Data records:

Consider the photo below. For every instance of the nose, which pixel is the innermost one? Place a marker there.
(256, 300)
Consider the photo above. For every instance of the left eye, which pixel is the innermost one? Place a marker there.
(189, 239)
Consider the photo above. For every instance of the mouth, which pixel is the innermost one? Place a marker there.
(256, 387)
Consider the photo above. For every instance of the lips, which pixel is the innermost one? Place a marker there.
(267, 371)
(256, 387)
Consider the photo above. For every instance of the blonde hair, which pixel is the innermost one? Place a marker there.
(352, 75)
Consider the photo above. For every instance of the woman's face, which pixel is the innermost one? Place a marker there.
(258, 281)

Brief: Return all of the items above verbatim, with no alterations.

Written reply:
Consider the photo below. For every instance of the nose, which pixel is the innermost one? Place a marker there.
(256, 300)
Consider the photo above. For every instance of the left eye, which pixel is the innermost one? Place a marker there.
(189, 239)
Consider the photo above. For every instance of the mouth, which pixel is the innermost one? Place a marker there.
(256, 387)
Consider the photo above. For every instance of the lips, which pixel is the innermost one? Place a marker there.
(267, 371)
(256, 387)
Consider the photo above. For every instance of the blonde hair, which pixel is the innermost one? Place a marker there.
(352, 75)
Consider the photo above. For every instance of the woman's face, which pixel is the innermost one? Place a marker there.
(258, 281)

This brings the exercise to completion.